» DATA EXTRACT
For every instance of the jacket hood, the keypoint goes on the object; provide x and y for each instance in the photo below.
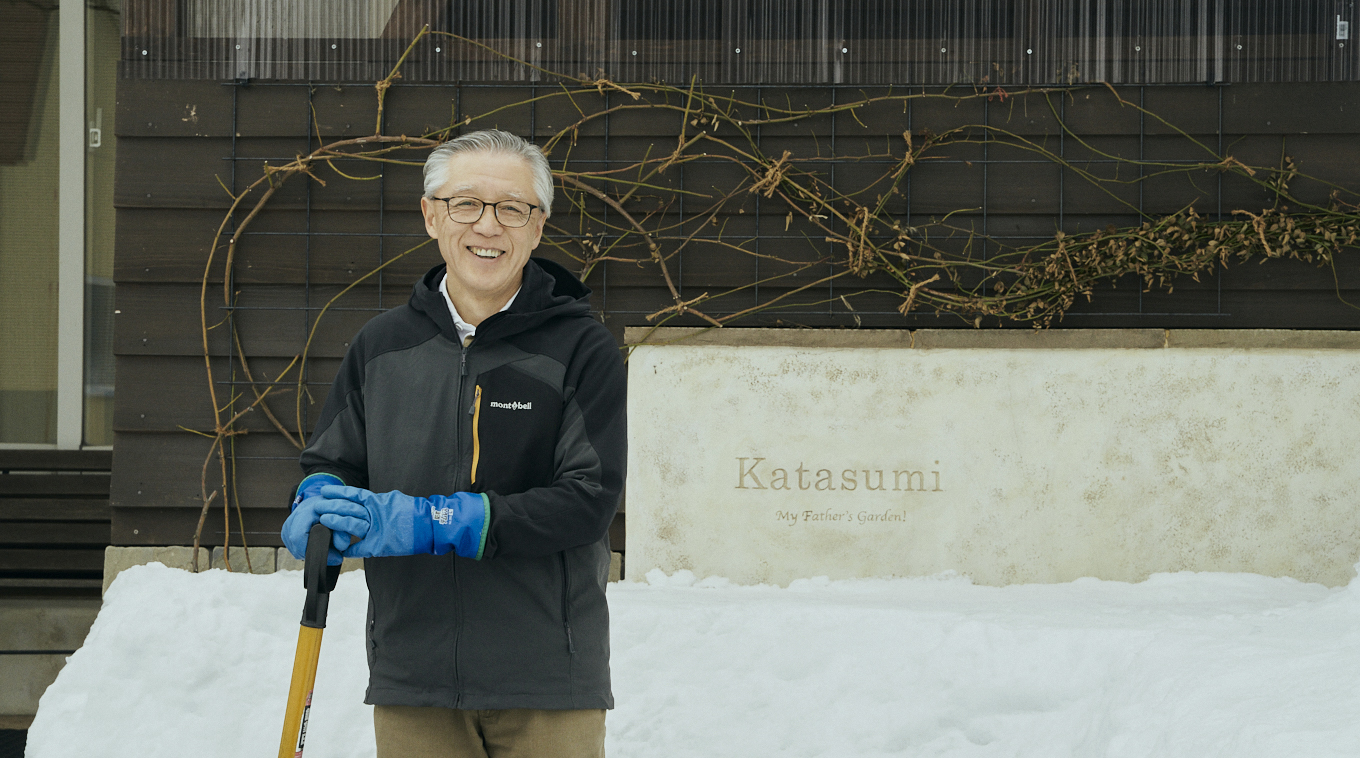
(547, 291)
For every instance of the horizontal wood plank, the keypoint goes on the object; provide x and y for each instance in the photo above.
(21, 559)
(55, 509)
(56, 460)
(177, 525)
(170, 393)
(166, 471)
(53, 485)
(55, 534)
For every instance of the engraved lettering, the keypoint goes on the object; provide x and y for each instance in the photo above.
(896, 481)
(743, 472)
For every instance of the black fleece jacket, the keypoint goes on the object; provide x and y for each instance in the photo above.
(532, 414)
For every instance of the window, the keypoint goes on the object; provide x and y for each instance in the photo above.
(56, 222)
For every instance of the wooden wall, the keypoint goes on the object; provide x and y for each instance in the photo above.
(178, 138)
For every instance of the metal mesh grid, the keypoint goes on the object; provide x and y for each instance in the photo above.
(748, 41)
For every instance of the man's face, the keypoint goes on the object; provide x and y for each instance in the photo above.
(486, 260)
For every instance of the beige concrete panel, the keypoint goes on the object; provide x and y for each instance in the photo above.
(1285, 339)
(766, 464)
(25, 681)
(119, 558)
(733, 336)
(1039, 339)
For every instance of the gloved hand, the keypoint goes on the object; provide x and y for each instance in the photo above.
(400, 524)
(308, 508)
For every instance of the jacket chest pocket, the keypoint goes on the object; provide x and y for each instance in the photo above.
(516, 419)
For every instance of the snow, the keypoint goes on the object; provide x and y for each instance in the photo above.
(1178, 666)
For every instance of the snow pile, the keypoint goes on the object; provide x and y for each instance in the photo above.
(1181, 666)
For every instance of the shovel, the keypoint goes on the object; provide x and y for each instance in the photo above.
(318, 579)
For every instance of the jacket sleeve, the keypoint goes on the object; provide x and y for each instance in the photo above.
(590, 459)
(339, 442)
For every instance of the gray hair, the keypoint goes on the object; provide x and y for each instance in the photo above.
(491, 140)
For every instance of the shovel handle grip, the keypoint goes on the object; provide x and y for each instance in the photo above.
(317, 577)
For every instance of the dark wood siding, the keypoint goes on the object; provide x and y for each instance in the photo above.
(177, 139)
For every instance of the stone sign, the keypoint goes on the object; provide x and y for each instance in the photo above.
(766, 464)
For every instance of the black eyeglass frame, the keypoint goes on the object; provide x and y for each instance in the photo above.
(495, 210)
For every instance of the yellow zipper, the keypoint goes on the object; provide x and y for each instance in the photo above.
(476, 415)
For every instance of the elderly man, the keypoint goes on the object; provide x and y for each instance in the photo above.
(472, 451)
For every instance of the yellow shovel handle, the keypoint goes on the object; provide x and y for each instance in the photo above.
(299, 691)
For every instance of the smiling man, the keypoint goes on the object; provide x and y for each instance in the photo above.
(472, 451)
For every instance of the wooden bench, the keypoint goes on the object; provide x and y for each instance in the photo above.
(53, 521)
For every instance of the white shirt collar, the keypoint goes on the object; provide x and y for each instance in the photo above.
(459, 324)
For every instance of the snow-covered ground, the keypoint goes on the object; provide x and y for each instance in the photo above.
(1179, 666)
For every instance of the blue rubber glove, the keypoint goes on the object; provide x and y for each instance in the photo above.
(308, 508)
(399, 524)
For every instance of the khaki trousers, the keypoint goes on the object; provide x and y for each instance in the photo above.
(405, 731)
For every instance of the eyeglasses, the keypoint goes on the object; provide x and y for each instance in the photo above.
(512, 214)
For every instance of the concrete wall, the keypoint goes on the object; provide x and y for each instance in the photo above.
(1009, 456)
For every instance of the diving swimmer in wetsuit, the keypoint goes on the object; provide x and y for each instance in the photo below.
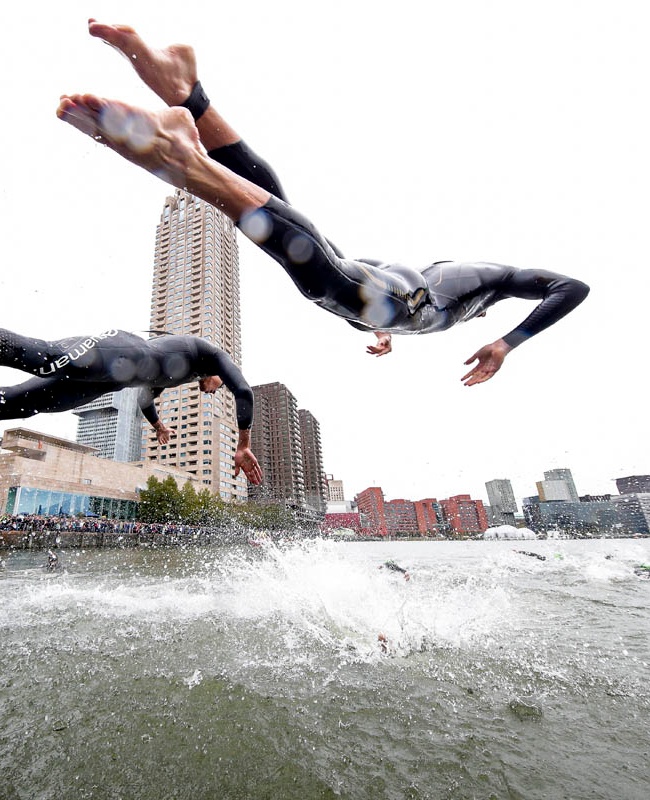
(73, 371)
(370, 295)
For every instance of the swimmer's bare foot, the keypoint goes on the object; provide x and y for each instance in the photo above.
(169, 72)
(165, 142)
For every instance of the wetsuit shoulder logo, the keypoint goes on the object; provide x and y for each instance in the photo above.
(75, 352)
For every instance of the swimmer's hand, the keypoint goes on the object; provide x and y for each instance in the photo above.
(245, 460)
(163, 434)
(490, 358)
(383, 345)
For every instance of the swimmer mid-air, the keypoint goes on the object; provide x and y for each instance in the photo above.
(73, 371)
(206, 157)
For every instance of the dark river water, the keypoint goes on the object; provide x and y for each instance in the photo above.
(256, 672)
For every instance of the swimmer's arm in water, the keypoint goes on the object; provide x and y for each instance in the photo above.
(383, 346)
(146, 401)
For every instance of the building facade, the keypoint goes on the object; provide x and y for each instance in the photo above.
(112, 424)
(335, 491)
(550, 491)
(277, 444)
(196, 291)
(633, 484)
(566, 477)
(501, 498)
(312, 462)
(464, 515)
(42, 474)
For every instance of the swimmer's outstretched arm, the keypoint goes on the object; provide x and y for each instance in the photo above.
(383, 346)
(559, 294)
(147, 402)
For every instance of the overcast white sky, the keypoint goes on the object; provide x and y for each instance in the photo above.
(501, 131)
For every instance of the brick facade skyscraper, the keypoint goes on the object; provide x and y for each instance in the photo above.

» GOAL
Write out all of the records above again, substituting "image" for every occurrence of "photo" and keeping everything else the same. Leave the pictures out.

» RESPONSE TO THE EXERCISE
For every instance of the jacket hood, the keypoint goes on the object; provide x and y for each instance in the image below.
(547, 291)
For every instance of the horizontal wood plank, the keypoint goes on the object; provide x and y for each instance in the image above.
(21, 559)
(55, 509)
(56, 460)
(177, 525)
(170, 393)
(166, 471)
(53, 485)
(55, 534)
For every instance of the engraved lettering, the keypoint goes on the object; provide x and y for each instance in the image above.
(896, 481)
(743, 472)
For every instance of the black fleece jacket, the keypoint goes on the object; provide x and y for each instance in the image above.
(532, 414)
For every instance of the window, the keypoint goes on the object; provide x and y for each instance in the image above.
(56, 222)
For every instance of the wooden wall, the keypoint goes on the object; provide x and y for each instance in the image above.
(178, 138)
For every instance of the metal mesh grid, the keypoint goes on the object; provide x and y for each instance in the image above.
(748, 41)
For every instance of the man's face, the keypoint goes on the object; provide x and y for each instance in the image above.
(486, 260)
For every instance of the beige concrete panel, the keypoint goes on the object; provide x and y for each instance in the image above.
(1285, 339)
(766, 464)
(25, 681)
(119, 558)
(733, 336)
(1039, 339)
For every instance of the gloved hand, the keypoint goes on the object; provide x and y for each instance in the image above.
(400, 524)
(308, 508)
For every instance of the jacket chest pocket, the keypoint goes on the object; provide x and y for each instance in the image above.
(516, 419)
For every instance of the snow, the keypoint goes on the object; provide x and y for each instance in the image above.
(1178, 666)
For every instance of the snow pile, the keypoint goes on the object; provide x and y for each instance in the image above.
(1181, 666)
For every instance of the shovel, the keypoint goes on the object; provide x and y for each instance in the image above.
(318, 579)
For every instance of the jacket sleeve, the keypoint goes on the object; provide x and y for each instance in the image above.
(590, 459)
(339, 442)
For every instance of the gray hair, the keypoint goes on the object; provide x and y for each instance in the image above.
(491, 140)
For every instance of the shovel handle grip, the keypoint goes on the object; provide x and y for each instance in the image above.
(317, 577)
For every instance of the dark wood siding, the keypoint goes on the object; provide x and y for each instance in the image above.
(177, 139)
For every instance of the stone sign, the keypoint goes on the object; provide x and y for each instance in the image above.
(766, 464)
For every instance of the black eyeglass frame, the keypoint goes on the object; provide x and y for each instance in the image above.
(495, 210)
For every instance of the yellow zipper, the keypoint goes on the object; provide x and y for each instance in the image above.
(476, 415)
For every instance of the elderly man, the keypoint goes on the object; provide x and y for each instance in the image above.
(472, 451)
For every instance of the yellow shovel handle, the keypoint goes on the object; provide x and y for each instance in the image above.
(299, 691)
For every instance of the smiling man, the keypoint goes on the object; provide x and y for each instance in the image above.
(472, 451)
For every instance of the wooden bench, the keypoint goes on the object; provide x and y for each instance in the image above.
(53, 521)
For every instance of the white shirt collar, the keypoint goes on the object; provide x and y for each instance in the image above.
(459, 324)
For every instance of the snow-covered ground, the keypoint goes on the object; provide x and y for each instance in the image above.
(1179, 666)
For every instance of the blue rubber glove, the keypoint goes on the object; provide x and y for each instance in the image above.
(308, 508)
(399, 524)
For every instance of the khaki trousers, the keypoint goes on the object; provide x and y for each instance in the image above.
(405, 731)
For every instance of the eyeglasses, the keypoint goes on the object; provide x and y for each instance in the image above.
(512, 214)
For every instance of the concrete wall, the keypoint goes on the object; provide x and y for each instance in the image above.
(1009, 456)
For every instance of the diving swimmer in wetsuit, the keypoint goes on the object; provide x and y for each instance in the image below.
(73, 371)
(370, 295)
For every instance of the swimmer's bare foot, the keypoint goes on the object; provide x and y for each instance in the image above.
(169, 72)
(165, 142)
For every instance of the wetsuit shoulder logo, the keypoint goes on the object; provide x and y for each instance in the image above.
(75, 352)
For every instance of the swimmer's hand, the keypoint goes on the object; provide x and y for each instance in the image above.
(245, 460)
(163, 434)
(490, 358)
(383, 345)
For every instance of the swimmer mid-air, the keypoint goes on the object; provide x and y for each instance in the image above.
(73, 371)
(206, 157)
For every instance of the dark river water, the keypoint goes on the object; provide x and y for each instance in the image above.
(256, 672)
For every instance of the swimmer's arm in water, the keypoint goes on the object; provide x and y for each instance in the image above.
(383, 346)
(146, 401)
For every instance of the building facade, the keypoint goes on the object; provide x and y for each instance in the image above.
(112, 424)
(335, 491)
(550, 491)
(277, 444)
(196, 291)
(633, 484)
(566, 477)
(501, 498)
(312, 462)
(464, 515)
(42, 474)
For every instance of the swimmer's outstretched arm, the keypoint goes on the object; provide x and y for each instance in the image above.
(383, 346)
(559, 294)
(147, 402)
For every instance of the overcast white sky, the keypoint goes on the object; provide x and y for each instance in the image above.
(501, 131)
For every instance of the brick facade skyscraper, the keypoint goes on the object; provide x and y for each instance in the image above.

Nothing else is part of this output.